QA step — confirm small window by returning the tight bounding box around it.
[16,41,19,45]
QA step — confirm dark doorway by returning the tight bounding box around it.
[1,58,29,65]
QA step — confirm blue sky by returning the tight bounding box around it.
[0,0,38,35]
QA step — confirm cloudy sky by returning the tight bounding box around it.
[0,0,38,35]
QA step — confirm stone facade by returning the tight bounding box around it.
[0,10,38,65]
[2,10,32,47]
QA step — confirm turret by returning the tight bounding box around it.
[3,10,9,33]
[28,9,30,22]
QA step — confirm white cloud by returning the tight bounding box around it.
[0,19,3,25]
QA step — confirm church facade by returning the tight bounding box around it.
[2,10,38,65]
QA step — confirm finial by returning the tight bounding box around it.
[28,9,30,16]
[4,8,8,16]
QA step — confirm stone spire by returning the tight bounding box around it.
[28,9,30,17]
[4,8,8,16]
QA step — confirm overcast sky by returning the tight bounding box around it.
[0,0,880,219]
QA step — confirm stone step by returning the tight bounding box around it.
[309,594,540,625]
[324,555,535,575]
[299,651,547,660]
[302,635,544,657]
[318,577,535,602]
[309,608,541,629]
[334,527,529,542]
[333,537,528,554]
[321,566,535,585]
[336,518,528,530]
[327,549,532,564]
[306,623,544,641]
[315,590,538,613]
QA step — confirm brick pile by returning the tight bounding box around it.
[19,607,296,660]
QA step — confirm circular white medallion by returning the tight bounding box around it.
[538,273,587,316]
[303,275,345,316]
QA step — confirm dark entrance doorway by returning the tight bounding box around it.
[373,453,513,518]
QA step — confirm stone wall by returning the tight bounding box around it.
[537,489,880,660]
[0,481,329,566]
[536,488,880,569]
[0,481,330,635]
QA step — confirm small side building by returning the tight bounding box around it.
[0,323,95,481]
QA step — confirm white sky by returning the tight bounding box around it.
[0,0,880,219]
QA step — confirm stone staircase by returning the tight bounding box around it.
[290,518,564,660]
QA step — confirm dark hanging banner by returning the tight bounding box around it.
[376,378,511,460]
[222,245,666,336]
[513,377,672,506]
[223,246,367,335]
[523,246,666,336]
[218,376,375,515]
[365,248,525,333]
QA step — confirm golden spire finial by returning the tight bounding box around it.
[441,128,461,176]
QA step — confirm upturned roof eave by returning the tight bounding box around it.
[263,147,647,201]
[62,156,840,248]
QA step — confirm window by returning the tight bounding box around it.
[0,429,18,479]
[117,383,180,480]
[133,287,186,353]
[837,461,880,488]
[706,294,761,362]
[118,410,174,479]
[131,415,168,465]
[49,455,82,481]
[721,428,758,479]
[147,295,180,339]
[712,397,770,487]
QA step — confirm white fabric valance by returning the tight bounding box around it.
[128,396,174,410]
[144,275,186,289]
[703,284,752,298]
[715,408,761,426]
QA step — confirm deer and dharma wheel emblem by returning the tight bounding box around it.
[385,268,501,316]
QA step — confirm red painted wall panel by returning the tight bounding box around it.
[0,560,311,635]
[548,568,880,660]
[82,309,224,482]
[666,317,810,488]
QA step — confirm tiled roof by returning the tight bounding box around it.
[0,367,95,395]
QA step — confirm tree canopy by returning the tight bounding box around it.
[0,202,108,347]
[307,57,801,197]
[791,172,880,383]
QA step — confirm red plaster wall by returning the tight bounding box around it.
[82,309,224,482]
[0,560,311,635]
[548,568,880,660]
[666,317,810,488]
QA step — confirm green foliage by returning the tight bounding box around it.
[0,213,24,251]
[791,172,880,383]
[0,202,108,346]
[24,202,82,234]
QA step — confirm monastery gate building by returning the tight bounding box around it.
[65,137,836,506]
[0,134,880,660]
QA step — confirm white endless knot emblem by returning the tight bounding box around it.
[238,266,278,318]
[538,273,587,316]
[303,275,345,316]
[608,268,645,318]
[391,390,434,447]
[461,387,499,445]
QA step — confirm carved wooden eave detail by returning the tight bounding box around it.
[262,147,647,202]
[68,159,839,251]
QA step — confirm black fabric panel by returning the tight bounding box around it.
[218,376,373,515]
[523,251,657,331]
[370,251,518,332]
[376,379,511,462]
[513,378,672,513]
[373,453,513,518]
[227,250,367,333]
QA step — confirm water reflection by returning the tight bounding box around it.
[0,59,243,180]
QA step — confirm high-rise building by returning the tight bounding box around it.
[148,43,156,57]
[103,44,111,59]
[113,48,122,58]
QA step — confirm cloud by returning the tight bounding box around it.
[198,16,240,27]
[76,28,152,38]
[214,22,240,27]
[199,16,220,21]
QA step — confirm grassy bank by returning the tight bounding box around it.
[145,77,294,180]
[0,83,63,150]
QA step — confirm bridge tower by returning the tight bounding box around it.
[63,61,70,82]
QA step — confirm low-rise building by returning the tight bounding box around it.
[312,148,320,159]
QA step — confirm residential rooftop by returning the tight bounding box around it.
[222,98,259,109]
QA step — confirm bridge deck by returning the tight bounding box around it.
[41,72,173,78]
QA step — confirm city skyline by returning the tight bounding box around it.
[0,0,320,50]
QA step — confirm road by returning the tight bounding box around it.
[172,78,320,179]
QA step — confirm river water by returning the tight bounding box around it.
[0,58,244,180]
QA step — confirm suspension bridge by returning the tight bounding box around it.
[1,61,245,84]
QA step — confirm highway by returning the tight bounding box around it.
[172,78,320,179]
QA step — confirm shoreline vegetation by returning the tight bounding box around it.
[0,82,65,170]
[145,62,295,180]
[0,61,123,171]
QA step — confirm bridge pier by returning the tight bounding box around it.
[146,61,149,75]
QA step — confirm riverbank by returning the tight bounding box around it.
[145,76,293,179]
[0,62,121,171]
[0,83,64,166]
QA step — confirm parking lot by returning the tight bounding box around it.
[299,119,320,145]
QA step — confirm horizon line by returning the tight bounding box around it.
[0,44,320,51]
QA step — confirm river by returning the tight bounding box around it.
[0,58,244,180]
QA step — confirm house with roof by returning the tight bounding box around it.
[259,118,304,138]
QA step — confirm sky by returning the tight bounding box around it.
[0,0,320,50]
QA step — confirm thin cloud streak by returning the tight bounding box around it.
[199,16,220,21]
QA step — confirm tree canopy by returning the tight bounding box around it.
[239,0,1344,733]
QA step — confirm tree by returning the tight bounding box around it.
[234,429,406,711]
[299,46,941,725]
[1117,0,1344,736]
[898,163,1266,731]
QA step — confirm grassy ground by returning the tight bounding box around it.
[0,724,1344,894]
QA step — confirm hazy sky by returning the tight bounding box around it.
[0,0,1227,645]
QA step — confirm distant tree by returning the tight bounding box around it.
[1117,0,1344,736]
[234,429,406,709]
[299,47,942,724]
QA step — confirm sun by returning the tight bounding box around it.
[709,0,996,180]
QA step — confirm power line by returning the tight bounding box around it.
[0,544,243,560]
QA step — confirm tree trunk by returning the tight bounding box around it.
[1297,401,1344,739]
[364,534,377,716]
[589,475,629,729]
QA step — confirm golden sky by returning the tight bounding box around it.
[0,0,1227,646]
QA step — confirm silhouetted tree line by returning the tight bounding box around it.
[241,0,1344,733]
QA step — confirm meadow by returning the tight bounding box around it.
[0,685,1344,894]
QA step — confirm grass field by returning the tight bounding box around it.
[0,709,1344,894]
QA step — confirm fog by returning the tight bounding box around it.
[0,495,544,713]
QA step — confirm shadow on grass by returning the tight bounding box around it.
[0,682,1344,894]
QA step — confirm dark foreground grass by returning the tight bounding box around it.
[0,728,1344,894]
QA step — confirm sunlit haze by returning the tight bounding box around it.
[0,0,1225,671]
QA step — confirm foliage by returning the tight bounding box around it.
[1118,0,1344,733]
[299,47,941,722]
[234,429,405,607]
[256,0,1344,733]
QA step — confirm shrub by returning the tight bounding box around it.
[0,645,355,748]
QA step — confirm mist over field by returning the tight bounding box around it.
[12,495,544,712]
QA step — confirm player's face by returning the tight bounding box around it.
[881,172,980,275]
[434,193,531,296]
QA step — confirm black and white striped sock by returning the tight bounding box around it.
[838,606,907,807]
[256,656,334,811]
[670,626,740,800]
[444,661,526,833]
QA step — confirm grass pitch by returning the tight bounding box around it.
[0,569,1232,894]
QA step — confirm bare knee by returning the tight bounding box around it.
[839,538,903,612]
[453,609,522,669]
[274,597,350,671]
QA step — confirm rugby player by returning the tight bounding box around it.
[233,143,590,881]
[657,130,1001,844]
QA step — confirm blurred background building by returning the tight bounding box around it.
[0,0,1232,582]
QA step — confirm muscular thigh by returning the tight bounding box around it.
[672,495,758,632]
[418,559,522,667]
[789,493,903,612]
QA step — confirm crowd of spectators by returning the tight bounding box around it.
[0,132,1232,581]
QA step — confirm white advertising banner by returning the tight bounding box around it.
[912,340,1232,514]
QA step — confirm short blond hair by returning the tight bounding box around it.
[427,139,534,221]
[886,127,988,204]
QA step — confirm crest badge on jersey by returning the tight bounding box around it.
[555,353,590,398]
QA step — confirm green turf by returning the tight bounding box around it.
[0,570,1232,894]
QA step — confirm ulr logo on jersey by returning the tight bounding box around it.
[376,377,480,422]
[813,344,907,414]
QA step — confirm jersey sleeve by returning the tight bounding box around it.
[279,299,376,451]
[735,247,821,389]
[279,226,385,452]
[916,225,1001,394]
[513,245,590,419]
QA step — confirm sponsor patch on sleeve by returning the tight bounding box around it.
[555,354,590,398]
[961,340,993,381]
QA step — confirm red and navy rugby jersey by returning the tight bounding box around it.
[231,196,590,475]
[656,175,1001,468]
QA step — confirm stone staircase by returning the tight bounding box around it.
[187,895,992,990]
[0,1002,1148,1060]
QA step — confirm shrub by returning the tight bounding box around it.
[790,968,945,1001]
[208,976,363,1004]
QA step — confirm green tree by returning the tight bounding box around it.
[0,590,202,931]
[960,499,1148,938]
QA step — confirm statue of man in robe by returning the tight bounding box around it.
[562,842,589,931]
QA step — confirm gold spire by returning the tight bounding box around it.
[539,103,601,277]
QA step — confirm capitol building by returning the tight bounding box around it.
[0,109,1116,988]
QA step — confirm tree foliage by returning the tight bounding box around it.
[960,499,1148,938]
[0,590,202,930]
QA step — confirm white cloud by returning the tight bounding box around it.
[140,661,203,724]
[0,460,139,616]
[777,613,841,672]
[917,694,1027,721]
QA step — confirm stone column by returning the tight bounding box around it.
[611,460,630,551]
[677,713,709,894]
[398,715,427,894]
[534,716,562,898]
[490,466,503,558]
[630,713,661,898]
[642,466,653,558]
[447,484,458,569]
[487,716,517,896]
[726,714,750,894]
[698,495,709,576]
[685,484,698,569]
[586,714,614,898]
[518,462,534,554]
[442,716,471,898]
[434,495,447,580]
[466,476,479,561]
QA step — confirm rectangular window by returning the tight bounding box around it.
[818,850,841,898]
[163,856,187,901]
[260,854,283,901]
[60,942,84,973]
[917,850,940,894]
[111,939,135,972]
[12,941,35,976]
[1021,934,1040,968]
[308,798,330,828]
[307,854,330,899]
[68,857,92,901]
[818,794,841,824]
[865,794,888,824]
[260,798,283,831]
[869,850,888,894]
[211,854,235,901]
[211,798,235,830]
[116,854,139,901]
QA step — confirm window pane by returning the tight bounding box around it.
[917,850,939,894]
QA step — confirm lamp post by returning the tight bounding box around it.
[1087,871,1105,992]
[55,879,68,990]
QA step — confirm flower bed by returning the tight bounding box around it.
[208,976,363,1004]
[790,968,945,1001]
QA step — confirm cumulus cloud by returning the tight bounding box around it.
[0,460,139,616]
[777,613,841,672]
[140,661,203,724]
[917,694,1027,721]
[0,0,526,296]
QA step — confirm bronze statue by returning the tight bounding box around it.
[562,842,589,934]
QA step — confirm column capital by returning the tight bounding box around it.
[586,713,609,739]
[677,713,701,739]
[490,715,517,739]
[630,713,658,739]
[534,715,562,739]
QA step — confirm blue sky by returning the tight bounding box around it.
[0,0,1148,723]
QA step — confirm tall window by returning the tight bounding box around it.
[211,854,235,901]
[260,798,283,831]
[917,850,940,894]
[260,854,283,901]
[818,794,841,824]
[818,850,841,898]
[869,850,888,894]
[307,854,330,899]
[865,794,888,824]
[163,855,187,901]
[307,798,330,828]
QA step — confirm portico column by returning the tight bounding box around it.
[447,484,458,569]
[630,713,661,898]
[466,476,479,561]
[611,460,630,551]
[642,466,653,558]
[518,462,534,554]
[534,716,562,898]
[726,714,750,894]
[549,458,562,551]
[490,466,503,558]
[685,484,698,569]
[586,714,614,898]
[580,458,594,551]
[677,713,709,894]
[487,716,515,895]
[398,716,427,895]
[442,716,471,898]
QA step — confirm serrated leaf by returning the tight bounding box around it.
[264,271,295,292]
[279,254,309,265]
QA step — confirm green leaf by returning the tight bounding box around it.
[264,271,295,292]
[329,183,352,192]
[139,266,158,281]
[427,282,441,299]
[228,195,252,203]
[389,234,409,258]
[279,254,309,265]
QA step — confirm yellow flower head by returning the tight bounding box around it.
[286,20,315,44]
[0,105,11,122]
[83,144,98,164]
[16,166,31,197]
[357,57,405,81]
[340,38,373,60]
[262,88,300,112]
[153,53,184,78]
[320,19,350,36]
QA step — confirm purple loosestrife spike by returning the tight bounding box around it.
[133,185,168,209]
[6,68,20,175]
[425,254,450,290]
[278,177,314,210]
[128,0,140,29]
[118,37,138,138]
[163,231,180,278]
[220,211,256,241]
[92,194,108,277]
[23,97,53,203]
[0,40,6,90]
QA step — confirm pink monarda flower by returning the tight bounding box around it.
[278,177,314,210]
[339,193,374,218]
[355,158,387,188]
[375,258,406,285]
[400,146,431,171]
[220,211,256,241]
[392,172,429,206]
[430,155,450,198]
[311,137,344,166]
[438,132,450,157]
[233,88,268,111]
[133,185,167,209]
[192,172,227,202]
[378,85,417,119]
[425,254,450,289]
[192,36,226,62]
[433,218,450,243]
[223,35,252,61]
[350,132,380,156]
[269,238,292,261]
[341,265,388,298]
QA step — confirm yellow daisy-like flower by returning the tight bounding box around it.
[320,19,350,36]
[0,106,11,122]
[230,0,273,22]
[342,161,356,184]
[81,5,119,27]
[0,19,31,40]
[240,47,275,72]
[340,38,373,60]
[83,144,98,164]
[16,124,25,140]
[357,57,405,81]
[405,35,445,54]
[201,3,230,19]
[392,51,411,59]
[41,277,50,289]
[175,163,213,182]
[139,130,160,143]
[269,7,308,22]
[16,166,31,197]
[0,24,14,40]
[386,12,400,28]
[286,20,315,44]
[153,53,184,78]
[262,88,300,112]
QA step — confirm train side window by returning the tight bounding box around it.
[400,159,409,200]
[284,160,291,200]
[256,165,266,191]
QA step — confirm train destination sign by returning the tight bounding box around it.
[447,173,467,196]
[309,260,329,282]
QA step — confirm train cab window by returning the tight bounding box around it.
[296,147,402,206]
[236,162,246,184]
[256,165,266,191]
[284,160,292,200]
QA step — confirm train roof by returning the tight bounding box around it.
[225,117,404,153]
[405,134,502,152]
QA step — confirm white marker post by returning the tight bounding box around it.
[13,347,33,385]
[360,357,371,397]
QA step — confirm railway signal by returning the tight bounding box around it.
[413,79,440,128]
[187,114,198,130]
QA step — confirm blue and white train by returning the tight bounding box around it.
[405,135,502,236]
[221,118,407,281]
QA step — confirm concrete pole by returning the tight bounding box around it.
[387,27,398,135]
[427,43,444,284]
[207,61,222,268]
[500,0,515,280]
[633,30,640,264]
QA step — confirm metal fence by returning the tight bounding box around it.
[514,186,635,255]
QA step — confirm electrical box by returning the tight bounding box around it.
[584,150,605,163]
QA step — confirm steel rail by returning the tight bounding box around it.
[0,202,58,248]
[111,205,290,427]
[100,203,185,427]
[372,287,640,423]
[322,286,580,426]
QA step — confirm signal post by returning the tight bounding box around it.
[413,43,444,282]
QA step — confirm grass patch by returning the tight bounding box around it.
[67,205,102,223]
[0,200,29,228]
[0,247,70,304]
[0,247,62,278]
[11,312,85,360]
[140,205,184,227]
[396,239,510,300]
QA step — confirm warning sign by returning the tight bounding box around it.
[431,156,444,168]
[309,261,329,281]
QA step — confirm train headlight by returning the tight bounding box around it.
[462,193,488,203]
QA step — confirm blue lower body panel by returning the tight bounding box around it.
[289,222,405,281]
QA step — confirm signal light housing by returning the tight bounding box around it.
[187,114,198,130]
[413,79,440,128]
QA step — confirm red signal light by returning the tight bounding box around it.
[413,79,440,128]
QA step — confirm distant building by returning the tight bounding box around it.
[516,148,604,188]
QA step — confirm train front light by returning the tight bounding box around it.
::::
DIRECTION: From the line holding "QA step — confirm white marker" down to the final line above, quote every line exactly and only those lines.

ANSWER TO THE PROBLEM:
QA step — confirm white marker post by returning the tight bounding box around it.
[13,347,33,385]
[360,357,371,397]
QA step — confirm railway signal by returning the tight bounding box around it.
[413,79,440,128]
[187,114,198,130]
QA step — confirm blue and white train by returning the tight bounding box around it.
[405,135,502,236]
[221,118,407,281]
QA step — confirm concrete pole by returning the tight bounding box around it.
[387,27,398,135]
[427,43,444,284]
[207,61,222,268]
[500,0,515,280]
[633,30,640,264]
QA step — confirm metal fence by returning the tight bounding box around it.
[514,186,635,255]
QA step — confirm electrical box by returning the tight bounding box around it.
[584,150,605,163]
QA step — confirm steel rail by returning the tight bounding box around it.
[0,202,58,248]
[111,205,290,427]
[100,203,185,427]
[372,287,640,423]
[322,286,580,426]
QA step — confirm signal post by returning the tight bounding box around it.
[413,43,444,282]
QA step — confirm grass patch by returning the tight bounding box around it.
[67,205,102,223]
[0,200,29,228]
[0,247,70,304]
[0,247,62,278]
[11,312,85,360]
[140,205,184,227]
[396,239,510,300]
QA step — confirm warning sign by returning the tight bounding box around it.
[431,156,444,168]
[309,261,329,281]
QA step — confirm train headlight by returning the tight bounding box around it.
[462,193,488,203]
QA step — confirm blue lower body panel by returning the tight bounding box around it.
[289,222,405,281]
QA step — confirm signal light housing by returning the tight bounding box around it.
[187,114,198,130]
[413,79,440,128]
QA step — confirm red signal light by returning the tight bounding box around it.
[413,79,440,128]
QA step — confirm distant building by returning the tight bounding box around it.
[516,148,604,188]
QA step — confirm train front light by returning the tight bounding box around it.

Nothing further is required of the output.